> _Exercise brief_:
Return all of the lines below exactly as they are.

╭──

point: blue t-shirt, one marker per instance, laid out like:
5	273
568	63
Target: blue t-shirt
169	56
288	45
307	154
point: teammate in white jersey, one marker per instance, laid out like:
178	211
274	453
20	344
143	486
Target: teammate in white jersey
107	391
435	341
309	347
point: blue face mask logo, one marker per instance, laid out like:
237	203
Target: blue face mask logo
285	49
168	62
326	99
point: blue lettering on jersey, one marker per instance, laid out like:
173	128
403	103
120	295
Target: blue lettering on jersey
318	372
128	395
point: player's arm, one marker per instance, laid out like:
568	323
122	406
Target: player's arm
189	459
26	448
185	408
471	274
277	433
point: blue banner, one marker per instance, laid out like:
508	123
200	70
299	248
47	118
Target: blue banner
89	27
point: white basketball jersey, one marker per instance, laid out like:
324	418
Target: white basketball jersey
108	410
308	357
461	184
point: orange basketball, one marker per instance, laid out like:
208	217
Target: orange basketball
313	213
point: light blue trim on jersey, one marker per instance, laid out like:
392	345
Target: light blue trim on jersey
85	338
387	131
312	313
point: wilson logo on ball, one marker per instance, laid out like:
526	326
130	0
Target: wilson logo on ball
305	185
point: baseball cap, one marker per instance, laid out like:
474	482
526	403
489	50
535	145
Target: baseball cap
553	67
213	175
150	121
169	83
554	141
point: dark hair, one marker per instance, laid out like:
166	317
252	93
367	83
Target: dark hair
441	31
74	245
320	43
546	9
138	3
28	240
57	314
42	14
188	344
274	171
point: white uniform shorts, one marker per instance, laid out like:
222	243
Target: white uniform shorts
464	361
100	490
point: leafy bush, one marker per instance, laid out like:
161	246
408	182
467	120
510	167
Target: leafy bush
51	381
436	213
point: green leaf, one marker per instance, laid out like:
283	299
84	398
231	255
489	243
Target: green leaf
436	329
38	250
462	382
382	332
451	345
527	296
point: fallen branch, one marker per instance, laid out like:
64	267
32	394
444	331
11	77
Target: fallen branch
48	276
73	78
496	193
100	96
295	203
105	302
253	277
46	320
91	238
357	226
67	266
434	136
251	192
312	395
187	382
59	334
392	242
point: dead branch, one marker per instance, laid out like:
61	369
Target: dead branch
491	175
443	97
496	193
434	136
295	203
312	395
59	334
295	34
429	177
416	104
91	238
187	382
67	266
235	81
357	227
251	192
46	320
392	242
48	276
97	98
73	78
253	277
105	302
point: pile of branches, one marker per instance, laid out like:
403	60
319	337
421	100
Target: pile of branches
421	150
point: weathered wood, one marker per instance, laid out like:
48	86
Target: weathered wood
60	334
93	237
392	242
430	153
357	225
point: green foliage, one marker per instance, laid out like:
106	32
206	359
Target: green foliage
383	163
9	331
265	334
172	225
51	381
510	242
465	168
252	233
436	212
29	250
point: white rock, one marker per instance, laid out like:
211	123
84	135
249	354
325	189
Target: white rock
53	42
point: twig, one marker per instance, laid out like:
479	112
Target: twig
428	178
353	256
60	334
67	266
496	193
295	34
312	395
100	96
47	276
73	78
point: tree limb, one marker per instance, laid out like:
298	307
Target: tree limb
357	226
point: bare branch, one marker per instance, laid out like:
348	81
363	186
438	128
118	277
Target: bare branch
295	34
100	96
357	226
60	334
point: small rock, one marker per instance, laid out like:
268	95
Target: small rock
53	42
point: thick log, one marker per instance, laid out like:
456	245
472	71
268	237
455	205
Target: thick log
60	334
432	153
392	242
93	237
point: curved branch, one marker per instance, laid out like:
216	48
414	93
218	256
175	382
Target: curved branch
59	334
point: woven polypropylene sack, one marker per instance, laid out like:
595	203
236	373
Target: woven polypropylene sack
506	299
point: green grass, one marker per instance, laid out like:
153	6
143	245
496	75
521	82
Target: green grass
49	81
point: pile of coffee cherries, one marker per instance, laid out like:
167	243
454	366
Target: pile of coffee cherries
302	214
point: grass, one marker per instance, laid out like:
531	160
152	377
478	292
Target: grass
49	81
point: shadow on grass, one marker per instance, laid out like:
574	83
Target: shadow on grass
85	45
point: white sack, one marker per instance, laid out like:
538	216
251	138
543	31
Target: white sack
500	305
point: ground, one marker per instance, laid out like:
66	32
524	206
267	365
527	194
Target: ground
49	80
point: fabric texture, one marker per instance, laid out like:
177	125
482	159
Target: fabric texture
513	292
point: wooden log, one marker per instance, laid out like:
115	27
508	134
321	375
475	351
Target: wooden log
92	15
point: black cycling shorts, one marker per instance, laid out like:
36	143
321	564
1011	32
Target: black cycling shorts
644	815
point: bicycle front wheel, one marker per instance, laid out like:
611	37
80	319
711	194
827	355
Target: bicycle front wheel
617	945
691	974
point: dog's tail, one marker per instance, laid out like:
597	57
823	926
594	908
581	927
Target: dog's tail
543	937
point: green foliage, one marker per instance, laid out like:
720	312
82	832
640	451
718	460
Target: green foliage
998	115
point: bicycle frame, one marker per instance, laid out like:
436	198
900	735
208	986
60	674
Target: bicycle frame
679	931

╰──

> _Solved problem_:
point: blue t-shirt, one marker per instance, laid out like:
5	273
568	63
Target: blue t-shirt
169	56
288	45
307	154
point: teammate in white jersey, one marker per instance, laid out like:
178	211
274	453
20	344
143	486
Target: teammate in white jersey
107	391
435	341
309	347
point: blue face mask logo, one marker per instance, laid out like:
237	203
Target: blue face mask logo
285	49
168	62
326	99
point: blue lettering on jersey, one marker per instance, laid out like:
173	128
403	103
120	295
Target: blue lettering on jersey
318	372
128	395
point: player's arm, one marker per instance, laid out like:
568	323
122	406
Target: player's arm
189	459
26	448
185	408
471	274
277	433
point: blue banner, one marker per instance, laid out like:
508	123
200	70
299	248
47	118
Target: blue banner
89	27
point: white basketball jersey, one marker per instance, laid out like:
324	418
Target: white basketball jersey
108	410
308	357
461	184
point: orange basketball, one marker per instance, laid out like:
208	217
Target: orange basketball
313	213
point: light blue trim on jersey, one marker per instance, laid out like:
392	345
Target: light blue trim on jersey
85	338
387	131
312	313
point: wilson logo on ball, one marker per instance, laid out like:
526	326
130	0
Target: wilson logo on ball
305	185
point: baseball cap, one marker per instance, laid out like:
474	482
526	403
489	50
535	145
Target: baseball cap
553	67
213	175
150	121
169	83
554	141
point: dark hair, one marker per instance, laid out like:
166	317
252	93
367	83
Target: dark hair
441	31
74	245
320	43
546	9
138	3
28	240
57	314
42	14
188	344
274	171
point: white uniform shorts, one marker per instance, laid out like:
222	243
Target: white uniform shorts
464	361
100	490
point: leafy bush, one marker per instance, laid out like:
161	246
408	182
467	120
510	167
Target: leafy bush
51	381
436	213
point: green leaf, one marker per instance, laid out like:
283	299
84	398
231	255
489	243
Target: green leaf
436	329
38	250
462	382
382	332
451	345
527	296
point: fallen branch, one marker per instance, laid out like:
64	267
32	394
444	331
11	77
Target: fallen branch
48	276
73	78
496	193
100	96
295	203
105	302
253	277
46	320
91	238
357	226
67	266
434	136
251	192
312	395
187	382
59	334
392	242
point: dead branch, one marker per instance, laid out like:
61	369
Target: dead branch
491	175
443	97
496	193
434	136
295	203
312	395
59	334
295	34
429	177
416	104
91	238
187	382
67	266
235	81
357	227
251	192
46	320
392	242
48	276
97	98
73	78
253	277
105	302
point: pile of branches, one marker per instance, laid out like:
403	60
319	337
421	100
Target: pile of branches
421	150
point: weathered wood, one marker per instance, laid out like:
48	86
Target: weathered wood
60	334
93	237
392	242
430	153
357	225
point: green foliage, one marker per instance, laid out like:
106	32
206	359
Target: green foliage
383	163
9	331
265	334
172	225
51	381
510	242
465	168
252	233
436	212
29	250
point: white rock, one marker per instance, laid out like:
211	123
84	135
249	354
325	189
Target: white rock
53	42
point: twig, one marker per instance, laid out like:
479	112
Target: twig
428	178
353	256
60	334
67	266
496	193
295	34
312	395
100	96
47	276
73	78
point: tree limb, one marker per instance, laid out like:
298	307
Target: tree limb
357	226
point: bare branch, one marker per instance, laid out like:
348	81
363	186
438	128
118	277
Target: bare branch
295	34
100	96
357	226
60	334
point: small rock, one marker per instance, laid out like:
268	95
Target: small rock
53	42
point: thick log, one marker per instance, laid out like:
456	245
472	71
268	237
455	205
Target: thick log
60	334
432	153
392	242
93	237
point: curved branch, one marker per instance, laid out like:
216	48
414	93
218	256
175	382
Target: curved branch
59	334
point: woven polypropylene sack, one marker per instance, laid out like:
595	203
236	373
Target: woven polypropylene sack
506	299
point: green grass, one marker per instance, laid out like:
153	6
143	245
496	75
521	82
Target: green grass
49	81
point: pile of coffee cherries, one marker per instance, laid out like:
167	243
454	366
Target: pile of coffee cherries
302	214
point: grass, one marker per instance, laid out like:
531	160
152	377
478	292
Target: grass
49	81
point: shadow on grass, one marker per instance, laid out like:
574	83
Target: shadow on grass
85	45
point: white sack, one marker per instance, laid out like:
538	216
251	138
543	31
Target: white sack
500	305
point: ground, one marker per instance, laid out like:
66	32
524	206
267	365
527	194
Target: ground
49	80
point: fabric texture, one marker per instance, laid out like:
177	125
482	159
Target: fabric texture
513	292
point: wooden log, one marker per instance, laid out like:
115	27
508	134
321	375
475	351
Target: wooden log
92	15
point: black cycling shorts, one marker per instance, laid out like:
36	143
321	564
1011	32
Target: black cycling shorts
644	815
point: bicycle front wheel, one marker per instance, laid out like:
611	37
80	319
711	194
827	355
Target: bicycle front wheel
617	945
691	974
point: dog's tail, one marker per instance, laid out like:
597	57
823	926
594	908
581	927
Target: dog's tail
543	937
point: green foliage, one marker per instance, laid out like:
720	312
82	832
640	451
718	460
Target: green foliage
998	115
point: bicycle frame, one marker per instance, laid out like:
436	198
900	735
208	986
60	674
Target: bicycle frame
679	931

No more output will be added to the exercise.